:: WHAT THIS TASK INVOLVES ::
Provide an exact reproduction of every entry.

:: EXTRACTED MATERIAL ::
-----
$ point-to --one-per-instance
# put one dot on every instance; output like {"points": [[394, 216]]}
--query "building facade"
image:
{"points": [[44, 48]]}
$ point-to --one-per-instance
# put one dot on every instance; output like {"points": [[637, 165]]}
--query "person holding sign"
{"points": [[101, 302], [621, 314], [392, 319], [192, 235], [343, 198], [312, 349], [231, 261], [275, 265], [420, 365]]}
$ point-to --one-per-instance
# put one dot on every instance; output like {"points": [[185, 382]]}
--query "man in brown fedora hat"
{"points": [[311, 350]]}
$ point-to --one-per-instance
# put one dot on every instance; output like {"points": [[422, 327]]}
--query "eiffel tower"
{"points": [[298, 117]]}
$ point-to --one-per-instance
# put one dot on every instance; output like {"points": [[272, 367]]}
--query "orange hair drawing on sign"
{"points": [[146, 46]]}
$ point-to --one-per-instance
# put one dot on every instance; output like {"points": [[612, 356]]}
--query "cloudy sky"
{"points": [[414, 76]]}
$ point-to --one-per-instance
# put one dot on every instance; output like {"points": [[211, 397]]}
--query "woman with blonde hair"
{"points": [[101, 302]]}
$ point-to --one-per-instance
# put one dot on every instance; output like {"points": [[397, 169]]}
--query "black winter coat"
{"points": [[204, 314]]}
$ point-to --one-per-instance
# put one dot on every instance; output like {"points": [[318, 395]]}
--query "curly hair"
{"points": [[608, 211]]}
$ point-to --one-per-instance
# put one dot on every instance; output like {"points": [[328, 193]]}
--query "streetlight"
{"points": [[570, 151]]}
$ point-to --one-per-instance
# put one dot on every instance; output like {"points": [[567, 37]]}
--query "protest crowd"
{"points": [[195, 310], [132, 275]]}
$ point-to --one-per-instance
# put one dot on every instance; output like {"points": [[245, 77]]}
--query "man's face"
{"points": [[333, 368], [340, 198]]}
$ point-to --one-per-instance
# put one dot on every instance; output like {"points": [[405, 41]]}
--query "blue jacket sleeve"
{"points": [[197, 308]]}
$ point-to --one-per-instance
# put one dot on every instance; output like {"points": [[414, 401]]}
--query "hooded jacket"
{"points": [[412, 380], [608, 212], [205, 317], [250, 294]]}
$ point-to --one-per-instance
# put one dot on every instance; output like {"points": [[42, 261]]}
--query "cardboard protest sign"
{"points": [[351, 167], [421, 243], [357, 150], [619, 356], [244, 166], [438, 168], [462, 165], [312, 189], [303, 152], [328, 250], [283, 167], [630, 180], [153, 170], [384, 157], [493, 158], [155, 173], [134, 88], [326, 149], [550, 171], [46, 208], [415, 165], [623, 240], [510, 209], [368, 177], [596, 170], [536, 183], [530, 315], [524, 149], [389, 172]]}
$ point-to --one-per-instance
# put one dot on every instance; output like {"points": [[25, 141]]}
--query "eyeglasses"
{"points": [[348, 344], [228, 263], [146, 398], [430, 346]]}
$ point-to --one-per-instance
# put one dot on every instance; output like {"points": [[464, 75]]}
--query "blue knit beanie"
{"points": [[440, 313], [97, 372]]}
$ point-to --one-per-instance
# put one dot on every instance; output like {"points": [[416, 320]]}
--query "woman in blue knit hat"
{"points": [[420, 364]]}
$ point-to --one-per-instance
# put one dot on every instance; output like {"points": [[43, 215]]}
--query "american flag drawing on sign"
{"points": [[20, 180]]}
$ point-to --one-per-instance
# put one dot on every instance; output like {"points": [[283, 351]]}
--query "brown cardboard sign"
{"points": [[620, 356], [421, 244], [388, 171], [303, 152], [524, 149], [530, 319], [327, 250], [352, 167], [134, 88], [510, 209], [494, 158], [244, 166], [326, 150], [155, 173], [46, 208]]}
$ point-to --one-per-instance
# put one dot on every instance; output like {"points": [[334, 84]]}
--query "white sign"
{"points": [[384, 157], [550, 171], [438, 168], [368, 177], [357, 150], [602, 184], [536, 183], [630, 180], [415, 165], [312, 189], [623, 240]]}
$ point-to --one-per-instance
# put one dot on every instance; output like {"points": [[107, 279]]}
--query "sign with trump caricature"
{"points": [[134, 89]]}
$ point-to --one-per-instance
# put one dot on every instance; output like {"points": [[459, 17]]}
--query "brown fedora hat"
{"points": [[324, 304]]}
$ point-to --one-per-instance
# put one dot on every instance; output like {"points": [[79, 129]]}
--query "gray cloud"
-----
:: COMPLETED TASK ::
$ point-to --one-per-instance
# put one dot on every instance; output like {"points": [[394, 216]]}
--query "building facade"
image:
{"points": [[44, 48]]}
$ point-to --one-per-instance
# put one dot on every instance; output like {"points": [[637, 165]]}
--query "person holding sign"
{"points": [[101, 302], [621, 314], [392, 319], [192, 235], [343, 198], [312, 349], [231, 261], [275, 265], [420, 365]]}
$ point-to --one-per-instance
# put one dot on every instance; output like {"points": [[185, 382]]}
--query "man in brown fedora hat"
{"points": [[311, 350]]}
$ point-to --one-per-instance
# put one dot on every instance; output like {"points": [[422, 327]]}
--query "eiffel tower"
{"points": [[298, 117]]}
$ point-to --one-per-instance
# put one dot on every instance; output like {"points": [[272, 367]]}
--query "orange hair drawing on sign"
{"points": [[146, 46]]}
$ point-to --one-per-instance
# put one dot on every instance; output like {"points": [[612, 356]]}
--query "cloudy sky"
{"points": [[414, 76]]}
$ point-to --one-per-instance
# put one dot on every instance; output like {"points": [[211, 397]]}
--query "woman with blonde hair"
{"points": [[101, 302]]}
$ point-to --one-per-instance
# put one dot on every instance; output like {"points": [[397, 169]]}
--query "black winter coat"
{"points": [[204, 314]]}
$ point-to --one-per-instance
# put one dot on every instance; output like {"points": [[318, 395]]}
--query "curly hair"
{"points": [[608, 211]]}
$ point-to --one-per-instance
# put one dot on every instance; output like {"points": [[328, 193]]}
--query "streetlight"
{"points": [[570, 151]]}
$ point-to --one-per-instance
# put one dot on every instance; output like {"points": [[567, 37]]}
--query "protest crowd"
{"points": [[195, 310], [132, 275]]}
$ point-to --one-per-instance
# put one dot on every instance; output like {"points": [[245, 77]]}
--query "man's face"
{"points": [[333, 368], [340, 198]]}
$ point-to --one-per-instance
# put one dot on every instance; output like {"points": [[405, 41]]}
--query "blue jacket sleeve"
{"points": [[197, 308]]}
$ point-to --one-per-instance
# put one dot on every instance; output like {"points": [[414, 401]]}
--query "hooded jacket"
{"points": [[412, 380], [608, 212], [205, 317], [250, 294]]}
$ point-to --one-per-instance
# put one dot on every instance; output like {"points": [[42, 261]]}
--query "cardboard protest sign"
{"points": [[351, 167], [421, 243], [357, 150], [619, 356], [244, 166], [438, 168], [462, 165], [312, 189], [303, 152], [328, 250], [283, 167], [630, 180], [153, 170], [384, 157], [493, 158], [155, 173], [134, 88], [326, 149], [550, 171], [46, 208], [415, 165], [623, 240], [510, 209], [368, 177], [596, 170], [536, 183], [530, 315], [524, 149], [389, 172]]}
$ point-to --one-per-instance
# put one dot on every instance; output like {"points": [[25, 141]]}
--query "eyeglasses"
{"points": [[348, 344], [228, 263], [146, 398], [430, 346]]}
$ point-to --one-per-instance
# put one dot on every instance; output like {"points": [[464, 75]]}
--query "blue knit beanie"
{"points": [[440, 313], [97, 372]]}
$ point-to --one-per-instance
# put one dot on every instance; output like {"points": [[416, 320]]}
--query "woman in blue knit hat"
{"points": [[420, 364]]}
$ point-to --one-per-instance
# put one dot on every instance; output like {"points": [[43, 215]]}
--query "american flag drawing on sign"
{"points": [[20, 180]]}
$ point-to --one-per-instance
# put one dot on every instance; output like {"points": [[283, 351]]}
--query "brown cardboard sign"
{"points": [[620, 356], [421, 244], [388, 171], [303, 152], [524, 149], [530, 319], [327, 250], [352, 167], [134, 88], [510, 209], [494, 158], [244, 166], [326, 150], [155, 173], [46, 208]]}
$ point-to --one-per-instance
# put one dot on every instance; output like {"points": [[334, 84]]}
--query "white sign"
{"points": [[384, 157], [550, 171], [438, 168], [368, 177], [357, 150], [602, 184], [536, 183], [630, 180], [415, 165], [312, 189], [623, 240]]}
$ point-to --one-per-instance
# put one dot on every instance; output like {"points": [[107, 279]]}
--query "sign with trump caricature"
{"points": [[134, 89]]}
$ point-to --one-per-instance
# put one dot on every instance; output like {"points": [[459, 17]]}
--query "brown fedora hat"
{"points": [[324, 304]]}
$ point-to --one-per-instance
# put one dot on every instance; output like {"points": [[79, 129]]}
--query "gray cloud"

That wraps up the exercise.